> **YOUR INSTRUCTIONS**: Which lines of the data contain the word "photograph"? Extract each one in full, treating case as significant.

> **RECORDS PROVIDED**:
________________
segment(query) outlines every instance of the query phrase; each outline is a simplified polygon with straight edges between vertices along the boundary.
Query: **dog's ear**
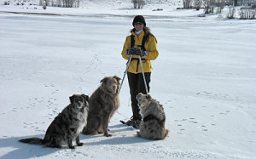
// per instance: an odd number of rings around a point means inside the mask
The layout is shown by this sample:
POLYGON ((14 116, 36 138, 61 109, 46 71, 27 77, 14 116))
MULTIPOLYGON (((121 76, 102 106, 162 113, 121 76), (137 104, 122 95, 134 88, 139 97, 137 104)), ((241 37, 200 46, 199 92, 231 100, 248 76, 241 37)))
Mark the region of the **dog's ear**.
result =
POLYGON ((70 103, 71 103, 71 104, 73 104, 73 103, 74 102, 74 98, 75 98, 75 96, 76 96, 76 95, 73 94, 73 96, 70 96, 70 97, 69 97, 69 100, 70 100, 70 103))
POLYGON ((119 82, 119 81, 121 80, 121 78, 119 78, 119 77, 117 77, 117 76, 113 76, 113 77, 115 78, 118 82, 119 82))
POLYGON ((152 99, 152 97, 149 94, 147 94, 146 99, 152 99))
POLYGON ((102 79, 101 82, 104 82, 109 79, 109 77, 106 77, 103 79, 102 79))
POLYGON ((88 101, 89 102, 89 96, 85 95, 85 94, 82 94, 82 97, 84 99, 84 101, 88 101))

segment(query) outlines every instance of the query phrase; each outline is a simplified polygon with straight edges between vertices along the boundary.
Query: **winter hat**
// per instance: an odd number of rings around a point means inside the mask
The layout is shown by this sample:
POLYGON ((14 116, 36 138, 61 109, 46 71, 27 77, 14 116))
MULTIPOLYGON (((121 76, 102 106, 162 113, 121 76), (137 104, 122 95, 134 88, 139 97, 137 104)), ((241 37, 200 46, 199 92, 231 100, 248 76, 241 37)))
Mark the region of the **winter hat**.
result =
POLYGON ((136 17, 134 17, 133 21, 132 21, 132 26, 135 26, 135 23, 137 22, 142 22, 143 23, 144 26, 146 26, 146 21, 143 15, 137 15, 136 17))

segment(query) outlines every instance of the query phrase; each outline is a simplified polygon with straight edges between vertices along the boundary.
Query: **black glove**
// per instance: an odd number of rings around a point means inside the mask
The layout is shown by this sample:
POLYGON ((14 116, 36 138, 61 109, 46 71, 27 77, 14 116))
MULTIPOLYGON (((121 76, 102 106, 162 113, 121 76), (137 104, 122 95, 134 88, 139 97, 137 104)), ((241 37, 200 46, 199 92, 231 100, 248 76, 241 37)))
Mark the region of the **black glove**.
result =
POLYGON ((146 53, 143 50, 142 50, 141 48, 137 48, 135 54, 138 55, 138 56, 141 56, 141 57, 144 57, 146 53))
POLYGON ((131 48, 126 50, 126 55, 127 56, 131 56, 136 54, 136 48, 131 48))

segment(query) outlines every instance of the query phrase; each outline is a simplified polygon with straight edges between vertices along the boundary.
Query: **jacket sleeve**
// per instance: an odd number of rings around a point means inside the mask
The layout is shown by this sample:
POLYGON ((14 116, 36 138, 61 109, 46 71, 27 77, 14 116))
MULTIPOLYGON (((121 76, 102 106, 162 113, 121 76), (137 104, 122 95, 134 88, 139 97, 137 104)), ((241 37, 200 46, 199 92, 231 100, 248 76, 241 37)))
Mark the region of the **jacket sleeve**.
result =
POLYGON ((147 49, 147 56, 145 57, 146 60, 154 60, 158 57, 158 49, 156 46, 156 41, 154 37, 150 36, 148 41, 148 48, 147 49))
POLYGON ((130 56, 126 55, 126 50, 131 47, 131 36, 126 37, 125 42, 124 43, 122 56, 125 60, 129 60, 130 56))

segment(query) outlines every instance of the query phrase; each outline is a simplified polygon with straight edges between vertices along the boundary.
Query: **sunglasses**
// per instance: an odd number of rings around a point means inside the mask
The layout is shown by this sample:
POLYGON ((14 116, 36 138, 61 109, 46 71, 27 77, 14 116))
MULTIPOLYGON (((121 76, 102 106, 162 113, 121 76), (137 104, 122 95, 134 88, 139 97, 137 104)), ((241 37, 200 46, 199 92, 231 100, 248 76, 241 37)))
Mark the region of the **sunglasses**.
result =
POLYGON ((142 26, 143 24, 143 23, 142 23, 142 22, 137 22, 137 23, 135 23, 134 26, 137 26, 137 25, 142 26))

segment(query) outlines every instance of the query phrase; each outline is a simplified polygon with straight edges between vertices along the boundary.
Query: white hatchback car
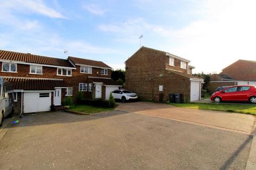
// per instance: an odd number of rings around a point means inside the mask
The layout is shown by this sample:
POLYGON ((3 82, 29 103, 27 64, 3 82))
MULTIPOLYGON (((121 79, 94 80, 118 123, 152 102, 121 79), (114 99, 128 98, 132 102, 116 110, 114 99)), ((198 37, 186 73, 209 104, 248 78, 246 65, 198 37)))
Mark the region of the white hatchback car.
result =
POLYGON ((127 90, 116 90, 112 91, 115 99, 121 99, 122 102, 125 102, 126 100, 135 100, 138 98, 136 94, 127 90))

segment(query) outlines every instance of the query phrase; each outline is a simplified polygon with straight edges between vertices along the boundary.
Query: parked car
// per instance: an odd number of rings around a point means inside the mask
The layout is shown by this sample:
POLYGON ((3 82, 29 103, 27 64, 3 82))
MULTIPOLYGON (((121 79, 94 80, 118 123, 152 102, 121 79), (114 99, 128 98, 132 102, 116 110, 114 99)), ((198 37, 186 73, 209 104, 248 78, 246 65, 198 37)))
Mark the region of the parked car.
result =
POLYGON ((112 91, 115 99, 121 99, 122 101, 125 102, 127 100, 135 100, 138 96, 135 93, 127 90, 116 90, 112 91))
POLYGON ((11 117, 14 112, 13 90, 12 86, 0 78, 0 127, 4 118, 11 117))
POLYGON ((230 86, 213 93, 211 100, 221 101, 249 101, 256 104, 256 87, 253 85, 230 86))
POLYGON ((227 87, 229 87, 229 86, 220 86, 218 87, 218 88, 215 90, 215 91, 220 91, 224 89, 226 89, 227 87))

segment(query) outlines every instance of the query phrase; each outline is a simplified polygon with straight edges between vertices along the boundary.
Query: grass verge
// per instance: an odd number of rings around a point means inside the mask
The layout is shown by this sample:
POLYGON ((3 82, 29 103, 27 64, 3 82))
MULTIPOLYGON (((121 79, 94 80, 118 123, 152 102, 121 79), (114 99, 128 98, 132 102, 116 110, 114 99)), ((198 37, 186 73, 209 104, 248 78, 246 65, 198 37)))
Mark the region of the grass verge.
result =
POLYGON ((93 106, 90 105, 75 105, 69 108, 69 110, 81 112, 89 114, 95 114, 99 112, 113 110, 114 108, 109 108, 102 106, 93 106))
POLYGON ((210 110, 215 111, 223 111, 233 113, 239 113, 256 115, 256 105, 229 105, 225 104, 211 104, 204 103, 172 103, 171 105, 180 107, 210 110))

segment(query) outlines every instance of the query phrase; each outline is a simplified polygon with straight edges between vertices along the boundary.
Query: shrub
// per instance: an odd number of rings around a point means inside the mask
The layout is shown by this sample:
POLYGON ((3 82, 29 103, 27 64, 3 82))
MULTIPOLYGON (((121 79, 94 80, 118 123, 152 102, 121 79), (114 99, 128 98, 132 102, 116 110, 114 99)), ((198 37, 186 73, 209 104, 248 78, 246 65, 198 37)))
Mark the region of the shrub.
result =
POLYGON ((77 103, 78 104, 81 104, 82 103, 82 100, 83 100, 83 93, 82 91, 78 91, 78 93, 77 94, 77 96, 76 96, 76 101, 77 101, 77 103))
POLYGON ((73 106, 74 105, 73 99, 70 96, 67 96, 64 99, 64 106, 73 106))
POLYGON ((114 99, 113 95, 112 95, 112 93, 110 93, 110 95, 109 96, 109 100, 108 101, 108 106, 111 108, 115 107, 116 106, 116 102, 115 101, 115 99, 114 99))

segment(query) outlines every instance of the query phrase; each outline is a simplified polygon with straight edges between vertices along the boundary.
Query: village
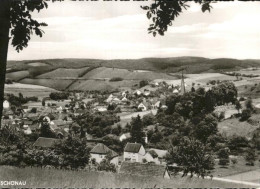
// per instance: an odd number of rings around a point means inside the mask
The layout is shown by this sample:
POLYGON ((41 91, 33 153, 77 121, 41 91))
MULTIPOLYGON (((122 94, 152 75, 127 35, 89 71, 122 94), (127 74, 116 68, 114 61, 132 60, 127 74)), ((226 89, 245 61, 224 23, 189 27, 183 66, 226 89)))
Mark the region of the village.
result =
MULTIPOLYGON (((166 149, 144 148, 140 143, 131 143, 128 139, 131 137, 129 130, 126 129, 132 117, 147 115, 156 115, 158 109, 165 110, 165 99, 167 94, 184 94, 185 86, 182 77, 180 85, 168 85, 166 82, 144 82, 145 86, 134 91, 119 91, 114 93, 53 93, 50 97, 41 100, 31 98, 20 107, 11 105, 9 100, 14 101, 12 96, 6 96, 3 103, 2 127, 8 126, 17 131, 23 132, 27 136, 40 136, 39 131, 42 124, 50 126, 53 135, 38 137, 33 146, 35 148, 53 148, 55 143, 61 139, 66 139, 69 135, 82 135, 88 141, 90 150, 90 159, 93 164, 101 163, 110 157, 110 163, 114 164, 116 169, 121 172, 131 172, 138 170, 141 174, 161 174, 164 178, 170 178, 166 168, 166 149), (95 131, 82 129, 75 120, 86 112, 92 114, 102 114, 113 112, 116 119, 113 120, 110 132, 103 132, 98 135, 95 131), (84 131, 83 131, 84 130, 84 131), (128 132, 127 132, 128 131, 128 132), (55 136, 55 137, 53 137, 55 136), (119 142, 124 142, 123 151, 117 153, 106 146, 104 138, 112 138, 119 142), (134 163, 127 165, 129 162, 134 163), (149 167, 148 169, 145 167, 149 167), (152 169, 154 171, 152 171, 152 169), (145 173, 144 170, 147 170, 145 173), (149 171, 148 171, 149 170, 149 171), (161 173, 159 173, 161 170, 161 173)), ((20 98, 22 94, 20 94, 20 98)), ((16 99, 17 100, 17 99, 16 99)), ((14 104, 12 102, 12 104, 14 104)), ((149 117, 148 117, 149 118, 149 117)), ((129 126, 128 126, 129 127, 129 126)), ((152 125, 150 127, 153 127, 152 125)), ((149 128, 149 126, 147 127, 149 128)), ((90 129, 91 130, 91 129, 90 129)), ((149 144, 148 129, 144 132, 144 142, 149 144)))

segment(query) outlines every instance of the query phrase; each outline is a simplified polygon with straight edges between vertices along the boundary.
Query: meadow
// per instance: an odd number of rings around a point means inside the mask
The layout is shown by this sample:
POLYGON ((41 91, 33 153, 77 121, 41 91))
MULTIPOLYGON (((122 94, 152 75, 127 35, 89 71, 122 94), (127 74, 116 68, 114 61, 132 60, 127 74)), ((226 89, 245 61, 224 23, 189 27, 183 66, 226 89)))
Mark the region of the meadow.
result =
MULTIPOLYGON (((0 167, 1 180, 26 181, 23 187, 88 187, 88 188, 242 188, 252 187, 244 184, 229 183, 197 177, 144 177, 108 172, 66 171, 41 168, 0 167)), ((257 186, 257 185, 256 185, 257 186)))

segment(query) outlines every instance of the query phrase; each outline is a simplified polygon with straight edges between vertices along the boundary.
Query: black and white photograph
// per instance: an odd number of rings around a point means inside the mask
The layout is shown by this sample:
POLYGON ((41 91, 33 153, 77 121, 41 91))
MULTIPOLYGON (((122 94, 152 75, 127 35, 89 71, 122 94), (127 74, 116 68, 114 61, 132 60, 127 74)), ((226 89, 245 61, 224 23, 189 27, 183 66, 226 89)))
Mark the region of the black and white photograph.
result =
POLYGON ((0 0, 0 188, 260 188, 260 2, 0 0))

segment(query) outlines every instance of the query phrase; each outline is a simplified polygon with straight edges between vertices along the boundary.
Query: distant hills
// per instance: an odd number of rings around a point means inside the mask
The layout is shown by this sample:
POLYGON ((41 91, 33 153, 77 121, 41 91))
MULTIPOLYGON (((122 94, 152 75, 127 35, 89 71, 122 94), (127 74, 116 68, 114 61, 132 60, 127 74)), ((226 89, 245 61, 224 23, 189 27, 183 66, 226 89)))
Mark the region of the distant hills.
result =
________________
> **WRITTEN ANSWER**:
Query: black and white photograph
Mark the region of the black and white photograph.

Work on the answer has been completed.